----- Extracted entries -----
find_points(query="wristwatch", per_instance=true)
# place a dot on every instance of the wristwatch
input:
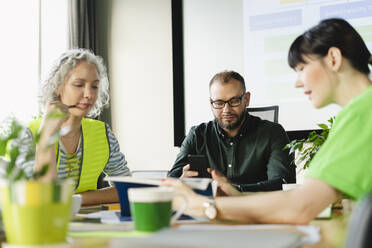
(210, 209)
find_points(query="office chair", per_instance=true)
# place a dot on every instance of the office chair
(269, 113)
(150, 173)
(359, 231)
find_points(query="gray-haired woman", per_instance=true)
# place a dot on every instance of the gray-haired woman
(78, 87)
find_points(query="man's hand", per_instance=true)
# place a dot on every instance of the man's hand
(224, 186)
(194, 201)
(186, 172)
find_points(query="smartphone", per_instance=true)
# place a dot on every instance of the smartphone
(200, 164)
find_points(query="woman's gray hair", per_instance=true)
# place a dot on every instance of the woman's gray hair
(62, 67)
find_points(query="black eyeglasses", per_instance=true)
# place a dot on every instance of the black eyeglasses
(233, 102)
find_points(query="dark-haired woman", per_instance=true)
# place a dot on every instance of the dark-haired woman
(332, 64)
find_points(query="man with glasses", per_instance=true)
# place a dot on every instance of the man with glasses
(247, 150)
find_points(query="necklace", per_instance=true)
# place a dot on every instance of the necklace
(71, 142)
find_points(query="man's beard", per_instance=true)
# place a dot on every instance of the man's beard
(231, 125)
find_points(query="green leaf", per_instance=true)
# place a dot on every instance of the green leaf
(41, 172)
(323, 126)
(14, 153)
(3, 144)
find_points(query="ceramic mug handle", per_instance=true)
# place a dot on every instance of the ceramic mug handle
(181, 210)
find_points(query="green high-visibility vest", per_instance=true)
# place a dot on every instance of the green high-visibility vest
(96, 152)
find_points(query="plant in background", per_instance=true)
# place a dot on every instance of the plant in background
(307, 148)
(11, 145)
(34, 212)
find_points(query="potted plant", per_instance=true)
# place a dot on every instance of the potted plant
(304, 150)
(34, 212)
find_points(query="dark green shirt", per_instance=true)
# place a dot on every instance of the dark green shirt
(254, 159)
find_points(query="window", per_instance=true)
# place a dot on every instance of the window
(34, 33)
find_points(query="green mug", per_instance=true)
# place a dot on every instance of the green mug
(151, 208)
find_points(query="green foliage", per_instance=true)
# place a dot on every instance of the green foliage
(307, 148)
(10, 150)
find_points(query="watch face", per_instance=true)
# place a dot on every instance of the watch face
(211, 212)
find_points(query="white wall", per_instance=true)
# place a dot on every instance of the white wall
(213, 42)
(140, 60)
(140, 69)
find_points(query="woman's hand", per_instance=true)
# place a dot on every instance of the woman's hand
(194, 201)
(224, 186)
(56, 114)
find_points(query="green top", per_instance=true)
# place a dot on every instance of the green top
(254, 159)
(345, 159)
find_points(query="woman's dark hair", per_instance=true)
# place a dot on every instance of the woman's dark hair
(329, 33)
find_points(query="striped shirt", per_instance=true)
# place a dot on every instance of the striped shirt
(69, 165)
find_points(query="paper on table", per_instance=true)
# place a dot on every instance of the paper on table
(310, 233)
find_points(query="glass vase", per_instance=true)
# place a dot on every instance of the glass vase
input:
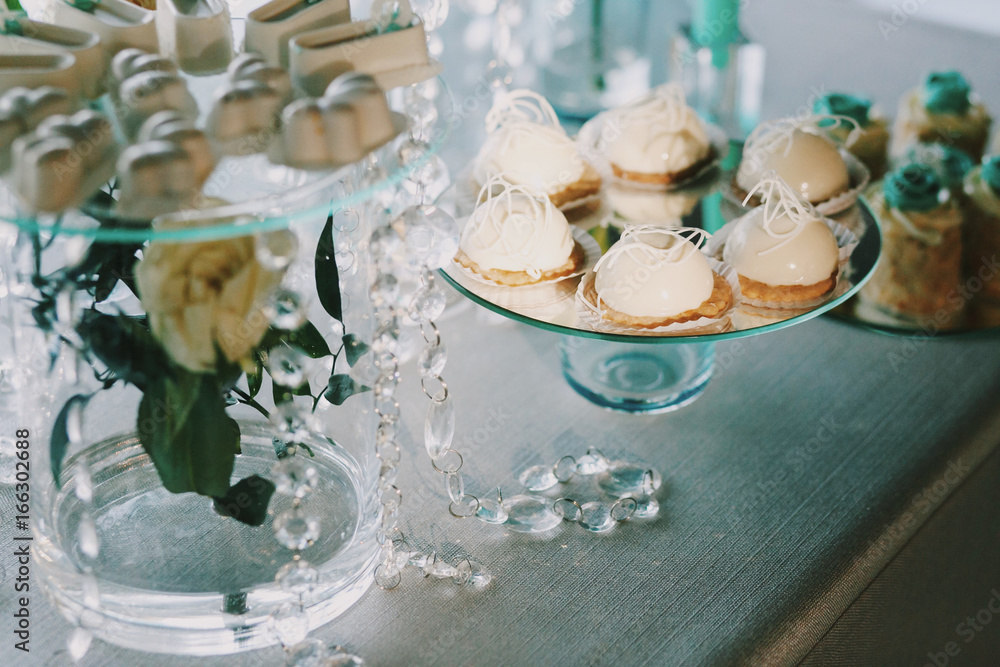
(202, 479)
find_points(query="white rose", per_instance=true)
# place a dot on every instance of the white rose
(206, 296)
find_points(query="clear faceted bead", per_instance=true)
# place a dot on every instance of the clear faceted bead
(286, 365)
(295, 476)
(295, 529)
(286, 310)
(431, 237)
(592, 463)
(623, 479)
(87, 536)
(309, 653)
(298, 577)
(596, 517)
(538, 478)
(289, 624)
(428, 304)
(439, 429)
(527, 514)
(78, 643)
(83, 483)
(276, 250)
(432, 360)
(491, 511)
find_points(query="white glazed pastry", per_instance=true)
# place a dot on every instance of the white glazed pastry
(516, 236)
(527, 144)
(270, 27)
(64, 161)
(25, 35)
(782, 251)
(659, 138)
(147, 92)
(175, 128)
(393, 51)
(348, 122)
(811, 164)
(656, 277)
(119, 24)
(196, 34)
(155, 178)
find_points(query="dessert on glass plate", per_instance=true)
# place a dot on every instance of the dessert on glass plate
(517, 237)
(867, 140)
(658, 280)
(918, 275)
(527, 144)
(801, 154)
(943, 110)
(787, 256)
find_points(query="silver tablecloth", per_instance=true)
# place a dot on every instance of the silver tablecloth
(814, 457)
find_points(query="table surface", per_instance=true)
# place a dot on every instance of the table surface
(787, 487)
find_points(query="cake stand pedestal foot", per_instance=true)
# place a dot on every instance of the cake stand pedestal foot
(637, 377)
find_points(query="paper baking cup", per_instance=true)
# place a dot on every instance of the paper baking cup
(593, 146)
(846, 243)
(857, 174)
(591, 255)
(589, 314)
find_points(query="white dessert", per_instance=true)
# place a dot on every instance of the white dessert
(528, 145)
(196, 34)
(783, 242)
(88, 52)
(658, 135)
(811, 164)
(118, 23)
(270, 27)
(349, 121)
(517, 230)
(175, 128)
(394, 57)
(654, 272)
(64, 161)
(155, 178)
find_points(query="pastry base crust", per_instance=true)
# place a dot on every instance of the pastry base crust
(716, 305)
(664, 179)
(589, 185)
(520, 278)
(759, 291)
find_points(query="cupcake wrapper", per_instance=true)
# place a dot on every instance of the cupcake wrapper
(857, 173)
(590, 315)
(591, 255)
(594, 149)
(846, 243)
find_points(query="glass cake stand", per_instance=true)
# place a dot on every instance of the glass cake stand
(648, 373)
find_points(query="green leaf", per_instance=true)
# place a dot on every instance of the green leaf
(126, 346)
(184, 428)
(282, 394)
(354, 347)
(256, 379)
(60, 436)
(246, 501)
(327, 276)
(341, 387)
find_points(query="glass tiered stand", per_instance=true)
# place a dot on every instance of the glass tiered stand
(294, 540)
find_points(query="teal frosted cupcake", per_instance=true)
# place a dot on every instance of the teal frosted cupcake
(920, 269)
(869, 140)
(942, 110)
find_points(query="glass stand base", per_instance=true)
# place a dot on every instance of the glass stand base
(174, 576)
(637, 378)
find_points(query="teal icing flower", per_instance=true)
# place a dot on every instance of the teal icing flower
(946, 92)
(841, 104)
(915, 187)
(991, 174)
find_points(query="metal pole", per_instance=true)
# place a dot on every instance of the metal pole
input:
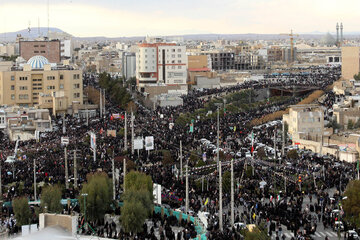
(64, 128)
(0, 179)
(132, 133)
(125, 133)
(66, 170)
(34, 179)
(124, 166)
(187, 189)
(181, 160)
(113, 172)
(104, 103)
(283, 142)
(100, 103)
(220, 179)
(232, 192)
(275, 143)
(75, 170)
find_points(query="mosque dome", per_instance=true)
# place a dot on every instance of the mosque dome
(38, 62)
(328, 40)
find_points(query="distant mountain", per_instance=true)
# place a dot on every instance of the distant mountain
(34, 33)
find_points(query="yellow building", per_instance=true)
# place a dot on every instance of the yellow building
(305, 121)
(39, 82)
(350, 62)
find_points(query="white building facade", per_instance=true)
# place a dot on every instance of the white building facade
(161, 63)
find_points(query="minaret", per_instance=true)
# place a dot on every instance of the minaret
(337, 33)
(341, 34)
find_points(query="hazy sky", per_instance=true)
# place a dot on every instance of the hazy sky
(115, 18)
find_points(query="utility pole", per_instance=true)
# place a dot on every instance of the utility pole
(64, 128)
(180, 159)
(34, 180)
(220, 179)
(113, 172)
(187, 189)
(124, 166)
(125, 134)
(75, 170)
(132, 133)
(104, 103)
(232, 193)
(283, 141)
(100, 103)
(66, 170)
(275, 143)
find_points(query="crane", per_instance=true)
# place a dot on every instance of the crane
(291, 35)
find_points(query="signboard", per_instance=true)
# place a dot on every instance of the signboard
(64, 140)
(93, 140)
(149, 143)
(138, 143)
(157, 193)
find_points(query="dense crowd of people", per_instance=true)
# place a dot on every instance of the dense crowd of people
(253, 205)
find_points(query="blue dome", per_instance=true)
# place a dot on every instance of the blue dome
(38, 62)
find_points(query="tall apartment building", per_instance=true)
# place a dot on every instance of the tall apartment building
(128, 65)
(161, 63)
(51, 50)
(38, 82)
(350, 62)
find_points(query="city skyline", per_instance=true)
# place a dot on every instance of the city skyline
(125, 18)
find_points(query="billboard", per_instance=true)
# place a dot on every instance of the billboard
(138, 143)
(149, 143)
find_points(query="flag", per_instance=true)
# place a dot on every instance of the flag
(252, 142)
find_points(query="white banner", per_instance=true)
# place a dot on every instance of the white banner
(149, 143)
(138, 143)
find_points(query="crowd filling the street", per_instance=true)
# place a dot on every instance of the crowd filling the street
(283, 191)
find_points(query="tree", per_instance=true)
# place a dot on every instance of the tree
(50, 198)
(21, 210)
(256, 234)
(293, 154)
(351, 204)
(226, 181)
(350, 124)
(261, 153)
(99, 190)
(138, 201)
(357, 76)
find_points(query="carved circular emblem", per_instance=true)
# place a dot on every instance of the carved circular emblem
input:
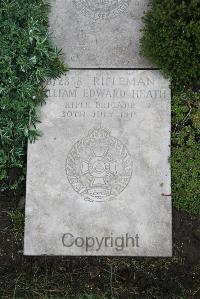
(101, 9)
(99, 166)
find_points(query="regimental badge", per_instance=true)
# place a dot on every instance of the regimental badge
(99, 166)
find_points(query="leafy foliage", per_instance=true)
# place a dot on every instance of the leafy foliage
(171, 39)
(28, 58)
(186, 151)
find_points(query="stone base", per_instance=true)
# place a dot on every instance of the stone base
(98, 180)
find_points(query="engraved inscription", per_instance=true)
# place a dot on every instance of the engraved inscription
(101, 9)
(99, 166)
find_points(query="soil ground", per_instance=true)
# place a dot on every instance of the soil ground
(93, 277)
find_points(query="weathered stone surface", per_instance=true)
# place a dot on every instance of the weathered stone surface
(101, 34)
(101, 168)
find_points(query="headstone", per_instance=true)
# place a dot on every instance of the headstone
(98, 180)
(99, 33)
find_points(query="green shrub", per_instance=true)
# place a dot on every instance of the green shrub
(186, 151)
(28, 58)
(171, 39)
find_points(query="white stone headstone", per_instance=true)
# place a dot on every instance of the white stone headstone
(98, 180)
(95, 33)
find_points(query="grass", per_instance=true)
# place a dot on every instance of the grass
(28, 59)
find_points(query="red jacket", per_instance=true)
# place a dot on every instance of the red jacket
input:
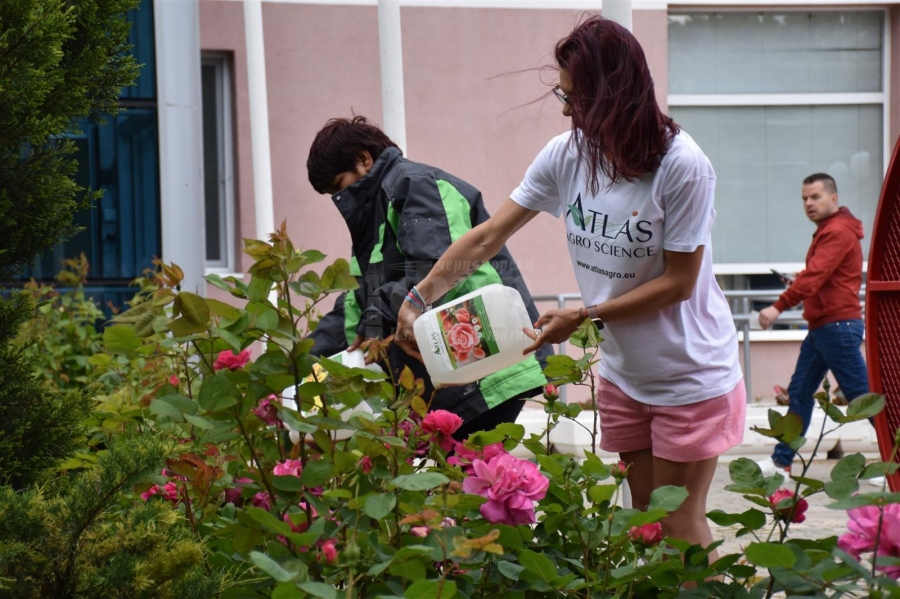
(829, 286)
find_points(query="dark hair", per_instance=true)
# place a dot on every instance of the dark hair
(617, 125)
(826, 179)
(337, 146)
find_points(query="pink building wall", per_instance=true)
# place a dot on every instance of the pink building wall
(477, 104)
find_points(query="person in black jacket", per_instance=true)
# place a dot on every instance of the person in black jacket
(402, 216)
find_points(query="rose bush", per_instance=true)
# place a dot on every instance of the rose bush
(329, 501)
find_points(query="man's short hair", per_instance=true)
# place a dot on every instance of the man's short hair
(337, 147)
(826, 179)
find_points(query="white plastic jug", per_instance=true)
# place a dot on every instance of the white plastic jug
(474, 335)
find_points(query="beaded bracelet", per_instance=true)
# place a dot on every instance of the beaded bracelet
(593, 314)
(411, 299)
(415, 293)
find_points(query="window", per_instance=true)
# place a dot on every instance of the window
(218, 169)
(772, 97)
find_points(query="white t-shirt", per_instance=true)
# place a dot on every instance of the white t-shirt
(687, 352)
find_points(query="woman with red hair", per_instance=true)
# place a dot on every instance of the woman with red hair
(636, 194)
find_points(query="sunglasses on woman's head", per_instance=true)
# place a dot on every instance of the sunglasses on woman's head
(564, 98)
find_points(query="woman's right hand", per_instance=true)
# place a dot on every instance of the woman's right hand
(405, 336)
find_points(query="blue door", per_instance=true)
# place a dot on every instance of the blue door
(121, 233)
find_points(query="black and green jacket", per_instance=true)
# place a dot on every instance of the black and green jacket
(402, 217)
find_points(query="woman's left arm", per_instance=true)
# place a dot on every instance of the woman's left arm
(675, 284)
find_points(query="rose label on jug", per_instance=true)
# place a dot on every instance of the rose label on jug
(466, 332)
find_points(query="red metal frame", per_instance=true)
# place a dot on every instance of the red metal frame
(883, 312)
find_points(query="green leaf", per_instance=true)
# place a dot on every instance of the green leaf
(218, 282)
(430, 589)
(586, 336)
(200, 422)
(667, 498)
(551, 466)
(337, 277)
(841, 489)
(285, 573)
(319, 589)
(420, 481)
(193, 308)
(379, 506)
(601, 493)
(182, 327)
(848, 466)
(865, 406)
(258, 289)
(121, 339)
(246, 539)
(217, 393)
(228, 337)
(770, 555)
(312, 257)
(288, 590)
(538, 564)
(316, 473)
(288, 483)
(269, 521)
(164, 408)
(510, 570)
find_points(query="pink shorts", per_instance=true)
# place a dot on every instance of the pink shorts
(688, 433)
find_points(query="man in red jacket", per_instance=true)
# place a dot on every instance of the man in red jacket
(829, 289)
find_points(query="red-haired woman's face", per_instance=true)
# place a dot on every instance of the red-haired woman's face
(565, 86)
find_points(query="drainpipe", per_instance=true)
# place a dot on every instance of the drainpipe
(182, 220)
(259, 119)
(618, 11)
(390, 52)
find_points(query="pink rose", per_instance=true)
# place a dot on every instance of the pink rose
(441, 425)
(168, 491)
(298, 528)
(782, 503)
(262, 500)
(232, 361)
(329, 551)
(288, 468)
(267, 412)
(233, 494)
(864, 524)
(146, 495)
(511, 486)
(647, 534)
(462, 338)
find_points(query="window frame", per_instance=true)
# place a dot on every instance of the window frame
(881, 98)
(222, 65)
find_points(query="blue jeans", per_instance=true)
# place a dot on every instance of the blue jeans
(835, 347)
-----
• _Written exercise_:
Report how many lines of the listing above contain the string "pedestal", counting only case-sensitive matches. Give the number alone.

• _Solution for this exercise_:
2